Task directions — Please revise the material below by replacing "ring rule" with "fill rule" everywhere, leaving everything else unchanged. Omit the pictures from your answer.

Given records —

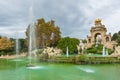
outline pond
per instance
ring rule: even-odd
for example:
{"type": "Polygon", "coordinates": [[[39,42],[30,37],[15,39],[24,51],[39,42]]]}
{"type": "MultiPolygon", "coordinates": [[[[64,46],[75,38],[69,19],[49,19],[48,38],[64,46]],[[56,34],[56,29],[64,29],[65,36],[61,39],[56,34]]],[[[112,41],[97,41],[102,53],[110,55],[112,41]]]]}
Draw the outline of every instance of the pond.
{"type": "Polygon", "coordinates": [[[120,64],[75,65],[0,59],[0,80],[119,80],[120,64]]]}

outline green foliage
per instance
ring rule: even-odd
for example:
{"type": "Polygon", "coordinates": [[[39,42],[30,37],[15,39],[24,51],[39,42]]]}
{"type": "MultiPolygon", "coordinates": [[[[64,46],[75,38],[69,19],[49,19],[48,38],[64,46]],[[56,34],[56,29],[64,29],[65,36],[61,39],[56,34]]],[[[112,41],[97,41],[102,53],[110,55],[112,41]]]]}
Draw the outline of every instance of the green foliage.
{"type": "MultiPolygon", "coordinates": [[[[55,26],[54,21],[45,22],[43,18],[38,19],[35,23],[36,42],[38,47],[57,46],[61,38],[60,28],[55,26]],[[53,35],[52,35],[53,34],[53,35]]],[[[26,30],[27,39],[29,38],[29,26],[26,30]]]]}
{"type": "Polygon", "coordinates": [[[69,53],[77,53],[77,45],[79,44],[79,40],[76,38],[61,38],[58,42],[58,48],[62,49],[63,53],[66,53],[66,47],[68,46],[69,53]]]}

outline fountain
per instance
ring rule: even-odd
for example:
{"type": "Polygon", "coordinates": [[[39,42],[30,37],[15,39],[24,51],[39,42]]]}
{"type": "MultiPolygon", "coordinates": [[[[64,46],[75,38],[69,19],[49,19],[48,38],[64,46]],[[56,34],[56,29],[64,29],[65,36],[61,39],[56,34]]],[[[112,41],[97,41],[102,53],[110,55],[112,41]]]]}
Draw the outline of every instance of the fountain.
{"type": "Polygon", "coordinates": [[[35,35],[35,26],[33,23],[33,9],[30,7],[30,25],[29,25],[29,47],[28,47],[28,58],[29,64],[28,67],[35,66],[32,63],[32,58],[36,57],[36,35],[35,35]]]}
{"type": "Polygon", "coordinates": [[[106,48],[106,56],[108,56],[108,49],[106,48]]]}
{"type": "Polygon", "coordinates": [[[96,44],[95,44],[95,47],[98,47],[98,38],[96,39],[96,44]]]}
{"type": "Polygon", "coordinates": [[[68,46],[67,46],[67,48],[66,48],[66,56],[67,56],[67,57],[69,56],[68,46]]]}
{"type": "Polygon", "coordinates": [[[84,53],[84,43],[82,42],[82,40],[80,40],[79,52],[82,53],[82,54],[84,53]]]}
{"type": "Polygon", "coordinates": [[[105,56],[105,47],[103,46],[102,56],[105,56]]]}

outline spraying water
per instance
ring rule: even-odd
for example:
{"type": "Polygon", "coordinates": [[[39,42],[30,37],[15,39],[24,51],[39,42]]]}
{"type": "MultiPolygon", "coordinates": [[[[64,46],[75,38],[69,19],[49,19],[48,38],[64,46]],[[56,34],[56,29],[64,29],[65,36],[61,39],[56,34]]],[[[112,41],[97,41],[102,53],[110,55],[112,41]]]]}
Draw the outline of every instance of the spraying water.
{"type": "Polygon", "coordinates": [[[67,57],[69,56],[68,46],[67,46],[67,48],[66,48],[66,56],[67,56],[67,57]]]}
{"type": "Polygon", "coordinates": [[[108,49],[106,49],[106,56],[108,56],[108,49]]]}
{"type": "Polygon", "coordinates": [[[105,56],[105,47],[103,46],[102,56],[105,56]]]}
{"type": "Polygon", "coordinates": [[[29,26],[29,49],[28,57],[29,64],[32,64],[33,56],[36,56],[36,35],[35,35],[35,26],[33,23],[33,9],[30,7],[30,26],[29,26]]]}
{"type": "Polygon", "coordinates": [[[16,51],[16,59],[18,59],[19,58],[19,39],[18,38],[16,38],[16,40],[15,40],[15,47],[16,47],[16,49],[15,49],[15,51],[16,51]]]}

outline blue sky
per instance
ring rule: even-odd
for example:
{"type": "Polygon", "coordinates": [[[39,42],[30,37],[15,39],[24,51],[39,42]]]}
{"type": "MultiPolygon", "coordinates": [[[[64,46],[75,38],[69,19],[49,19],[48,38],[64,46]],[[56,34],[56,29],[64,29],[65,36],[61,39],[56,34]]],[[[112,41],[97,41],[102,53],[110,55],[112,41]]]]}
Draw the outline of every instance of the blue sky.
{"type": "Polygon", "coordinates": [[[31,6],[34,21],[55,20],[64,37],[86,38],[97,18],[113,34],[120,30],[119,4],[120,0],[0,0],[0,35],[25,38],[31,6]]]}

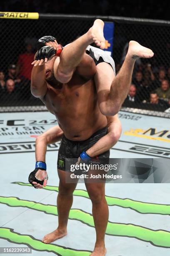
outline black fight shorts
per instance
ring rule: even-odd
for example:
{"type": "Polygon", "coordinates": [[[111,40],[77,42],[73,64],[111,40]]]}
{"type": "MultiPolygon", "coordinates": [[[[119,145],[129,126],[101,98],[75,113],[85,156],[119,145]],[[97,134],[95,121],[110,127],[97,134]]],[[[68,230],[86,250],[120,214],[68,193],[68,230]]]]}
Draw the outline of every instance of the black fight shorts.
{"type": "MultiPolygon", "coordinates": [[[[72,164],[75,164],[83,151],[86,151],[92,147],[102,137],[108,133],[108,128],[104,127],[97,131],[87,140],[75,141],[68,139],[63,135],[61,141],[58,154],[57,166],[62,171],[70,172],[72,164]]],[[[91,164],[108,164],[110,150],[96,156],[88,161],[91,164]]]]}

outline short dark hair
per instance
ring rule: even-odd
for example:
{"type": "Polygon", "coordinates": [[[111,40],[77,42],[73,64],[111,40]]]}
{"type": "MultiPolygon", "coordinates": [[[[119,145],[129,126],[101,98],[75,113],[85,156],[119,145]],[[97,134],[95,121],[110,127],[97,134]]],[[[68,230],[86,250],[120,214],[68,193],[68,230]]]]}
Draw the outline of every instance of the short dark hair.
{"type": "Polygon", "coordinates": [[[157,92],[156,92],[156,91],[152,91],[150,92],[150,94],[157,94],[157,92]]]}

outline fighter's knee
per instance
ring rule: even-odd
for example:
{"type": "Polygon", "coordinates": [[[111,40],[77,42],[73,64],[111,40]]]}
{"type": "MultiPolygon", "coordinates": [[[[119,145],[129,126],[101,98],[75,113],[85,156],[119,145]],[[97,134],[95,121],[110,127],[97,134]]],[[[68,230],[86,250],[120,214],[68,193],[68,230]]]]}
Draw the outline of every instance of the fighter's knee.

Correct answer —
outline pond
per instance
fill rule: even-odd
for example:
{"type": "Polygon", "coordinates": [[[39,42],[30,37],[15,39],[24,51],[39,42]]]}
{"type": "MultiPolygon", "coordinates": [[[[64,46],[75,38],[69,19],[49,19],[48,38],[64,46]],[[56,34],[56,29],[64,29],[65,36],[61,39],[56,34]]],[[[112,41],[97,41],[102,53],[110,55],[112,41]]]]}
Draw the outline of every instance of the pond.
{"type": "Polygon", "coordinates": [[[120,64],[75,65],[0,59],[0,80],[119,80],[120,64]]]}

outline green foliage
per instance
fill rule: even-odd
for example:
{"type": "Polygon", "coordinates": [[[39,42],[30,37],[15,39],[24,51],[39,42]]]}
{"type": "MultiPolygon", "coordinates": [[[[64,46],[75,38],[69,19],[49,19],[48,38],[64,46]],[[56,34],[56,29],[64,29],[65,36],[61,39],[56,34]]],[[[112,41],[97,41],[102,53],[110,55],[112,41]]]]}
Draw the outline of every instance of the green foliage.
{"type": "MultiPolygon", "coordinates": [[[[55,26],[54,21],[45,22],[43,18],[38,19],[35,23],[36,42],[38,47],[57,46],[61,38],[60,28],[55,26]],[[53,35],[52,35],[53,34],[53,35]]],[[[26,30],[27,39],[29,38],[29,26],[26,30]]]]}
{"type": "Polygon", "coordinates": [[[69,53],[77,53],[77,45],[79,44],[79,40],[76,38],[61,38],[58,42],[58,48],[62,49],[63,53],[66,53],[66,47],[68,46],[69,53]]]}

outline fountain
per instance
fill rule: even-odd
for example:
{"type": "Polygon", "coordinates": [[[39,42],[30,37],[15,39],[24,51],[39,42]]]}
{"type": "MultiPolygon", "coordinates": [[[[64,46],[75,38],[69,19],[49,19],[48,38],[64,46]],[[56,34],[56,29],[64,29],[65,36],[61,39],[56,34]]],[[[112,41],[97,41],[102,53],[110,55],[112,41]]]]}
Draw the outline of every instance of the fountain.
{"type": "Polygon", "coordinates": [[[35,35],[35,26],[33,23],[33,9],[30,7],[30,25],[29,25],[29,47],[28,47],[28,58],[29,64],[28,67],[35,66],[32,63],[32,58],[36,57],[36,35],[35,35]]]}
{"type": "Polygon", "coordinates": [[[106,48],[106,56],[108,56],[108,49],[106,48]]]}
{"type": "Polygon", "coordinates": [[[96,44],[95,44],[95,47],[98,47],[98,38],[96,39],[96,44]]]}
{"type": "Polygon", "coordinates": [[[68,46],[67,46],[67,48],[66,48],[66,56],[67,56],[67,57],[69,56],[68,46]]]}
{"type": "Polygon", "coordinates": [[[84,53],[84,43],[82,42],[82,40],[80,40],[79,52],[82,53],[82,54],[84,53]]]}
{"type": "Polygon", "coordinates": [[[105,56],[105,47],[103,46],[102,56],[105,56]]]}

outline spraying water
per instance
fill rule: even-odd
for example:
{"type": "Polygon", "coordinates": [[[39,42],[30,37],[15,39],[24,51],[39,42]]]}
{"type": "MultiPolygon", "coordinates": [[[[64,46],[75,38],[69,19],[49,19],[48,38],[64,46]],[[56,34],[56,29],[64,29],[65,36],[61,39],[56,34]]],[[[112,41],[97,41],[102,53],[110,55],[112,41]]]]}
Draw the outline of every instance of the spraying water.
{"type": "Polygon", "coordinates": [[[67,57],[69,56],[68,46],[67,46],[67,48],[66,48],[66,56],[67,56],[67,57]]]}
{"type": "Polygon", "coordinates": [[[108,49],[106,49],[106,56],[108,56],[108,49]]]}
{"type": "Polygon", "coordinates": [[[105,56],[105,47],[103,46],[102,56],[105,56]]]}
{"type": "Polygon", "coordinates": [[[29,26],[29,49],[28,57],[29,64],[32,64],[33,56],[36,56],[36,35],[35,35],[35,26],[33,23],[33,9],[30,7],[30,26],[29,26]]]}
{"type": "Polygon", "coordinates": [[[16,51],[16,59],[18,59],[19,58],[19,39],[18,38],[16,38],[16,40],[15,40],[15,47],[16,47],[16,49],[15,49],[15,51],[16,51]]]}

outline blue sky
per instance
fill rule: even-odd
for example:
{"type": "Polygon", "coordinates": [[[39,42],[30,37],[15,39],[24,51],[39,42]]]}
{"type": "MultiPolygon", "coordinates": [[[[64,46],[75,38],[69,19],[49,19],[48,38],[64,46]],[[56,34],[56,29],[64,29],[65,36],[61,39],[56,34]]],[[[112,41],[97,41],[102,53],[110,55],[112,41]]]]}
Draw the outline of every instance of the blue sky.
{"type": "Polygon", "coordinates": [[[31,6],[34,21],[55,20],[64,37],[86,38],[97,18],[113,34],[120,30],[119,4],[120,0],[0,0],[0,35],[25,38],[31,6]]]}

outline black fight shorts
per instance
fill rule: even-odd
for example:
{"type": "Polygon", "coordinates": [[[111,40],[77,42],[73,64],[111,40]]]}
{"type": "MultiPolygon", "coordinates": [[[[119,145],[129,126],[101,98],[75,113],[85,156],[119,145]],[[97,134],[95,121],[110,127],[97,134]]],[[[68,230],[86,250],[120,214],[68,193],[68,230]]]]}
Draw the outline of every instance of the black fight shorts.
{"type": "MultiPolygon", "coordinates": [[[[72,164],[75,164],[83,151],[86,151],[92,147],[102,137],[108,133],[108,128],[104,127],[97,131],[87,140],[75,141],[68,139],[63,135],[61,141],[58,154],[57,166],[62,171],[70,172],[72,164]]],[[[91,164],[108,164],[110,150],[96,156],[88,161],[91,164]]]]}

outline short dark hair
per instance
fill rule: even-odd
for example:
{"type": "Polygon", "coordinates": [[[111,40],[77,42],[73,64],[111,40]]]}
{"type": "MultiPolygon", "coordinates": [[[[119,145],[129,126],[101,98],[75,113],[85,156],[119,145]],[[97,134],[95,121],[110,127],[97,134]]],[[[68,230],[86,250],[120,214],[68,193],[68,230]]]]}
Draw the outline of every instance of the short dark hair.
{"type": "Polygon", "coordinates": [[[157,92],[156,92],[156,91],[152,91],[150,92],[150,94],[157,94],[157,92]]]}

outline fighter's knee
per instance
fill rule: even-odd
for example:
{"type": "Polygon", "coordinates": [[[111,40],[77,42],[73,64],[111,40]]]}
{"type": "MultiPolygon", "coordinates": [[[[119,145],[129,126],[101,98],[75,113],[85,156],[119,145]],[[97,134],[95,121],[110,127],[97,134]]],[[[68,230],[86,250],[120,214],[68,193],[68,230]]]]}
Draw the outline of every instance of the fighter's knee.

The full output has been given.